Copy every line of the records below word for word, without changing anything.
** BEGIN MATERIAL PROVIDED **
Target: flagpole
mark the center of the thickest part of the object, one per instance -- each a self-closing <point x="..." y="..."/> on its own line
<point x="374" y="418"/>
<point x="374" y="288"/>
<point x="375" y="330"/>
** END MATERIAL PROVIDED **
## RESPONSE TO THIS EXERCISE
Target: flagpole
mark the center of the thickest part of the object, one per instance -- each a self-closing <point x="..." y="..."/> on its own line
<point x="374" y="418"/>
<point x="374" y="288"/>
<point x="375" y="330"/>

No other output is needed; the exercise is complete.